Data to process.

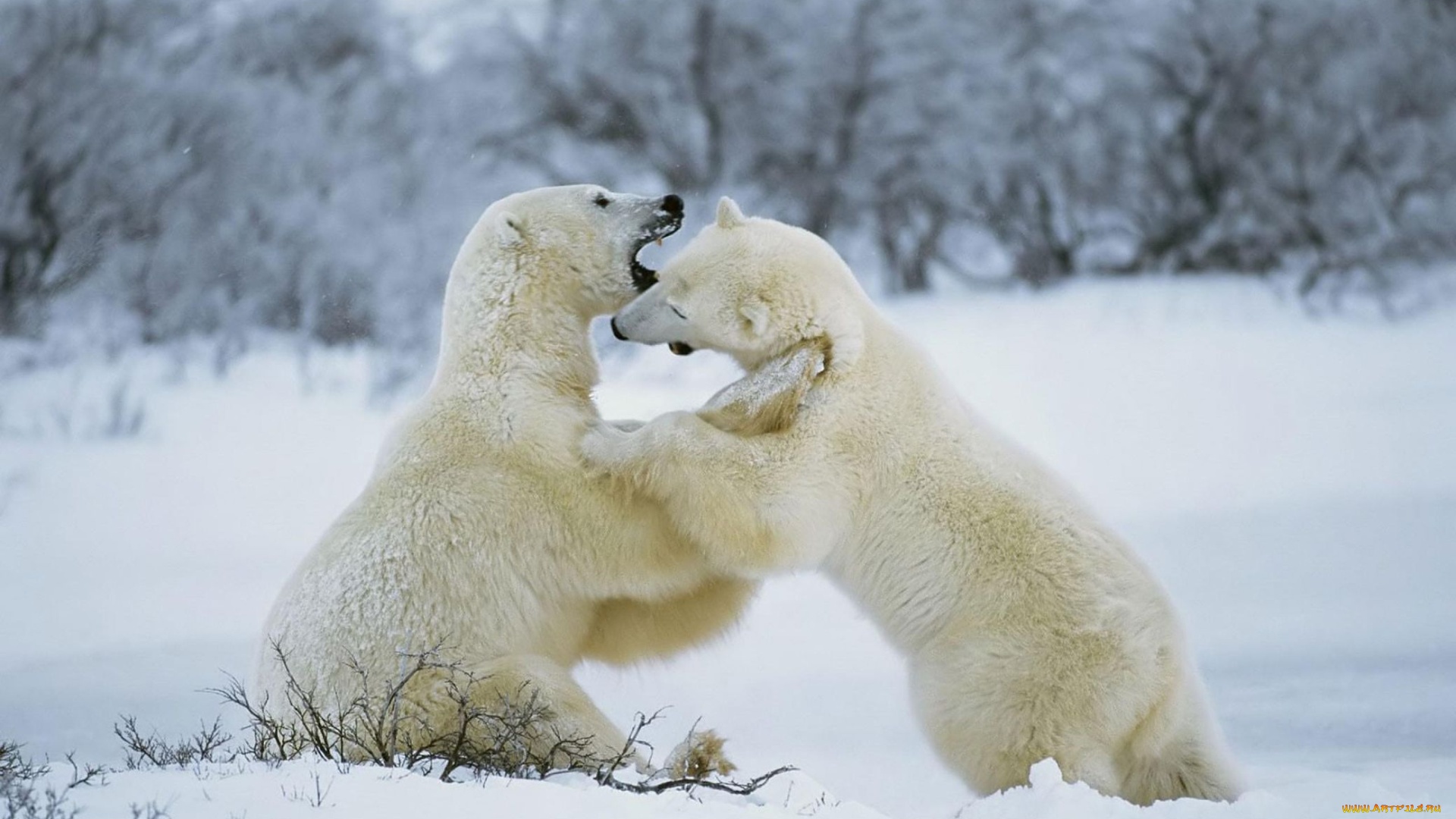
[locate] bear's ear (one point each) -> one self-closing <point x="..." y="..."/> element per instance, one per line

...

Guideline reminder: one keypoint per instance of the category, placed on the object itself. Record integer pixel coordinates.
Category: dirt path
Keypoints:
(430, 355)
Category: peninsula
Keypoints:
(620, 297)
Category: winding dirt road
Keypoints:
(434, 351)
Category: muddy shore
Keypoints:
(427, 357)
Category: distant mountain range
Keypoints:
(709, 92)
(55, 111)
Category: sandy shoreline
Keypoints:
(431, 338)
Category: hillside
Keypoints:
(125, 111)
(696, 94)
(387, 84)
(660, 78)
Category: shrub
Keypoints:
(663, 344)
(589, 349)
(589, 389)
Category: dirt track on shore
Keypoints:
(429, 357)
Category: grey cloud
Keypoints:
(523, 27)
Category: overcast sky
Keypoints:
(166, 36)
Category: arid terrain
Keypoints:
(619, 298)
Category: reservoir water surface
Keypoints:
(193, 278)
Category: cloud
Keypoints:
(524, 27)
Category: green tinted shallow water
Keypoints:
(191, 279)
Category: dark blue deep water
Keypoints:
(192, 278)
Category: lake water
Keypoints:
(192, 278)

...

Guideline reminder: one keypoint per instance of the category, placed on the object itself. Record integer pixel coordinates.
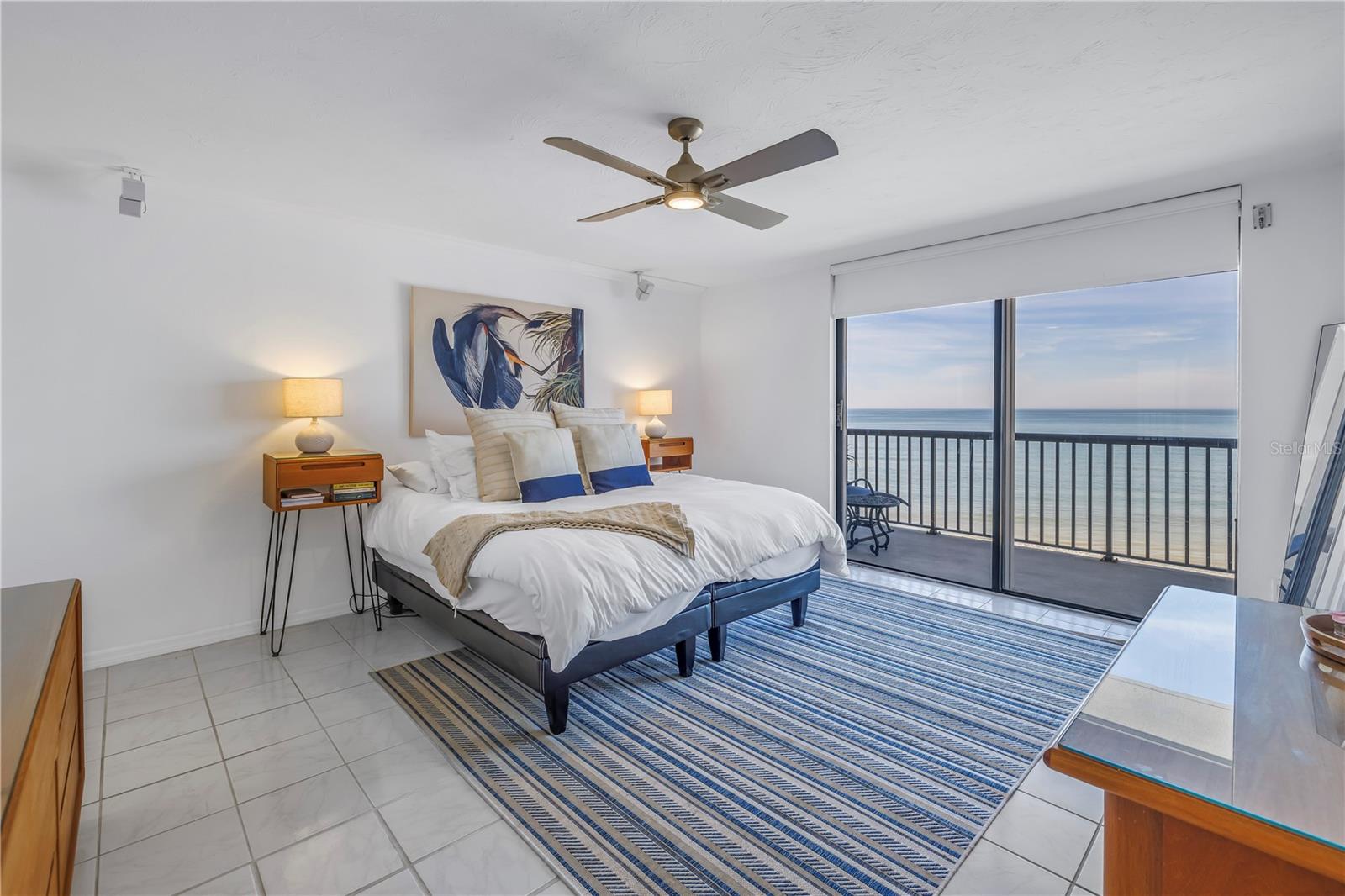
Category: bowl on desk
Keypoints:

Exercise objective.
Report how many lines in the material above contain the string "dirt", counting case. Give only the number.

Answer to the task.
3